Goal: Copy every one of the records below word for word, keeping each line unchanged and in its original order.

Material for this task:
■ ■ ■ ■

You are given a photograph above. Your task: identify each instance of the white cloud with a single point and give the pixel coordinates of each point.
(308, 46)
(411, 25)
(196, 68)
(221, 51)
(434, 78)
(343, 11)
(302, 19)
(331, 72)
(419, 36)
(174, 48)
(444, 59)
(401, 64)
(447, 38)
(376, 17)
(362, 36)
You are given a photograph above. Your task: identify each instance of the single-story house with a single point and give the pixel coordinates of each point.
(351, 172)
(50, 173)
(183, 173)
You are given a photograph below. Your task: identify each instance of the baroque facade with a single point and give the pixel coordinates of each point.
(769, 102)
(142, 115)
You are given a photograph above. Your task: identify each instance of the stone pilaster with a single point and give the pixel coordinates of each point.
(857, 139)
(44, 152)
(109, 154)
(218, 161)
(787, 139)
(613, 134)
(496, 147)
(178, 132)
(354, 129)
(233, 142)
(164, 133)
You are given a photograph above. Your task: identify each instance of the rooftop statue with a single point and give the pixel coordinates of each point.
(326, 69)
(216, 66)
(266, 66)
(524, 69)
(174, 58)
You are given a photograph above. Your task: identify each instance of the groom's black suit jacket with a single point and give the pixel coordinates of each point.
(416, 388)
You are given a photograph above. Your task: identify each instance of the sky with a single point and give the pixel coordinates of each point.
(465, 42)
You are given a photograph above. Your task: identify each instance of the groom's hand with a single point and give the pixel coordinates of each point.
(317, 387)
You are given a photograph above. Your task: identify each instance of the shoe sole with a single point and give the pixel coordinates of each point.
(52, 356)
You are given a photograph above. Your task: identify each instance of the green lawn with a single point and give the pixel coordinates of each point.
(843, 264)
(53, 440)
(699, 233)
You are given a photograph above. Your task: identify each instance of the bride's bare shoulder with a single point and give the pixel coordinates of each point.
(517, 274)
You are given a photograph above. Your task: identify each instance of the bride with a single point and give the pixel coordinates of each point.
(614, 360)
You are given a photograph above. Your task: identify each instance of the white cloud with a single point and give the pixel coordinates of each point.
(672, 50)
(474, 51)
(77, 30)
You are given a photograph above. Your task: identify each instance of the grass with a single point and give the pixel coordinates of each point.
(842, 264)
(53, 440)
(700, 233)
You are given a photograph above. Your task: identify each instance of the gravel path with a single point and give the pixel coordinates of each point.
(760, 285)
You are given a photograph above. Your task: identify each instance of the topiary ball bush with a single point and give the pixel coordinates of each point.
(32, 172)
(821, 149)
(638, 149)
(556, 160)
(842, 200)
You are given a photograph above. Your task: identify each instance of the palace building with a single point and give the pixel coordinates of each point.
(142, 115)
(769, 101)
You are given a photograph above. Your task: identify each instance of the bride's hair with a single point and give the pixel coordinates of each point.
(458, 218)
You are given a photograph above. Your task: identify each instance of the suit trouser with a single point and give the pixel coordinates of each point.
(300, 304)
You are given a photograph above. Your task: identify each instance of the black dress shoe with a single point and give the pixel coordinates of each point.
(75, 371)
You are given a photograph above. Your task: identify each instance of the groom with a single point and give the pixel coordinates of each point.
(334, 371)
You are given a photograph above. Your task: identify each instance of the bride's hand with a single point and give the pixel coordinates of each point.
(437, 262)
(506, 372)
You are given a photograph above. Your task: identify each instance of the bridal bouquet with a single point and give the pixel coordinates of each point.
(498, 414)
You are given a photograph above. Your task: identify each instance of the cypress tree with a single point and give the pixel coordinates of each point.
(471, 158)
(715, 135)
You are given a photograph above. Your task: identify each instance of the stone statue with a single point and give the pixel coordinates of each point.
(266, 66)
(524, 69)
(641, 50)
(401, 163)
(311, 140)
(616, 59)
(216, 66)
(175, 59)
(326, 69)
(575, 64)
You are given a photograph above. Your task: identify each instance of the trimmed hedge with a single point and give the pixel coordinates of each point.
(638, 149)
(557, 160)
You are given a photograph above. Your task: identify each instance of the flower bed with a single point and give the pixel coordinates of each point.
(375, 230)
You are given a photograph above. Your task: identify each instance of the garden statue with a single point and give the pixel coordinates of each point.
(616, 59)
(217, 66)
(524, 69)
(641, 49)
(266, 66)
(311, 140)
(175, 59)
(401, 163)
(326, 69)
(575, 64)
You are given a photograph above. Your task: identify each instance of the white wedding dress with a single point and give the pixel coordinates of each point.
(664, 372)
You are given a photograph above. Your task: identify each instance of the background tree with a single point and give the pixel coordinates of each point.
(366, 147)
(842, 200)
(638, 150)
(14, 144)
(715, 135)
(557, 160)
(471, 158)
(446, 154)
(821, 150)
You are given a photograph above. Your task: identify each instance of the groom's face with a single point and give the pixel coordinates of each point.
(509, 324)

■ ■ ■ ■

Exercise solution:
You are given a photograph above. Your task: identify each instance of the white cloud with a single point and give the pixel coordinates of each point.
(308, 46)
(411, 25)
(196, 68)
(221, 51)
(434, 78)
(343, 11)
(302, 19)
(331, 72)
(419, 36)
(174, 48)
(444, 59)
(401, 64)
(447, 38)
(376, 17)
(362, 36)
You are given a photograph above. Your task: identify each instance of the single-story house with a single point and give the pixel coordinates of each point.
(351, 172)
(50, 173)
(183, 173)
You are given a photograph below. Your task: identify each instance of the baroque facade with a single point and give the pixel coordinates of each point.
(769, 102)
(142, 115)
You are given a photograph above. Your task: identify each instance of the stone pilaster with a single point and give the pixel coordinates of each point.
(857, 139)
(44, 152)
(109, 154)
(218, 161)
(787, 139)
(613, 134)
(496, 147)
(178, 132)
(354, 129)
(233, 142)
(164, 133)
You are given a photograph above. Your task: identify each instance of the rooftop statue with a single point and give the pixel coordinates of each point.
(326, 69)
(216, 66)
(266, 66)
(524, 69)
(174, 58)
You are given a photograph above. Your task: identify each instance of the groom's black suit jacket with a single point and give the pixel coordinates of each point.
(416, 388)
You are given a photograph above. Your task: identify each instance of the sky with a single point and give the pixel coordinates of each point.
(465, 42)
You are given a photograph above. Your task: identify each instance of the groom's hand with a single point and give the pixel coordinates of each point.
(317, 387)
You are given a photograph above. Your task: identify each instance of the shoe sole with a single point and give the pixel coordinates of each point.
(52, 356)
You are given a photograph above. Your task: identify each instance of the green lawn with a single point and give the pixel coordinates of each point.
(843, 264)
(53, 440)
(699, 233)
You are given a photograph above. Your task: identify each instance of the bride's bare shoulder with a single point and give the pixel coordinates of each point.
(517, 274)
You are given a photograph above. Your task: identify each instance of the bride with a single point and give the pixel coordinates of each point.
(614, 360)
You are given a photograph above. Your task: identify each instance of the white cloud with a single point and give the pixel coordinates of each point.
(672, 50)
(474, 51)
(77, 30)
You are given a photograph above. Your task: identify each instance of the grass with a single point and give the pixel coordinates of each point.
(842, 264)
(53, 440)
(700, 233)
You are given a photograph above. Your task: identify each instance of the gravel path with a single point and give the pixel coordinates of each point.
(760, 285)
You are given a photograph above. Your task: identify each instance of the topiary ball bush with a single point and give the pixel coordinates of each point.
(32, 172)
(821, 149)
(638, 149)
(556, 160)
(842, 200)
You are given a photograph above. Your task: identify each instance of the palace building with a single point and give the pixel coordinates of each point.
(142, 115)
(769, 101)
You are given a photograph above. Your task: identify each instance of the bride's hair with a single point and give the pixel coordinates of each point.
(458, 218)
You are given a photograph above. Your task: identify each instance of the suit trouser with a single point and give the pixel coordinates of each point.
(300, 304)
You are given a photograph above. Your task: identify each instance of the black dress shoe with a single point and give the pixel coordinates of each point.
(75, 371)
You are given a photograph above. Your task: identify each instance of the groom with a single point and give the pixel coordinates of each point.
(334, 371)
You are given a photograph above. Your task: identify each instance of the bride's hand with a single point and give the pixel coordinates of each point.
(437, 262)
(506, 372)
You are given a photograph above. Your task: identify each instance of the bridal bouquet with a single point and give the pixel coordinates of each point.
(498, 414)
You are given a photograph above. Your task: identify each instance of the cypress tree with a single point and give the pixel coordinates of each point.
(471, 158)
(715, 135)
You are given a photograph above. Your task: identify each instance of the stone statue with a single point and give the pixel coordinates of each point.
(266, 66)
(524, 69)
(641, 50)
(401, 163)
(311, 140)
(616, 59)
(216, 66)
(175, 59)
(326, 69)
(575, 64)
You are given a photograph above. Your task: identify each instance of the trimmed hedge with a single point and give the pixel coordinates of each point.
(638, 149)
(557, 160)
You are given a photograph above. Your task: identify each instance of the flower bed with a single point and give the pixel coordinates of each point.
(375, 230)
You are given a photograph above. Your task: identify each instance of the garden statue with a single point and give the pixel coordinates of each point.
(616, 59)
(217, 66)
(524, 69)
(641, 49)
(266, 66)
(311, 140)
(175, 59)
(401, 163)
(326, 69)
(575, 64)
You are given a photograph above. Your task: identify each instance of the white wedding dress with a single point and give the pixel coordinates of each point.
(664, 372)
You are given a photograph above. Your task: identify each instance of the background tree with a single point and give the pixel coordinates of each point.
(366, 147)
(842, 200)
(638, 150)
(14, 144)
(715, 135)
(557, 160)
(471, 158)
(446, 154)
(821, 150)
You are given a photograph above. Your task: identify each instance of the groom's face with a single point and give the pixel coordinates of each point.
(509, 324)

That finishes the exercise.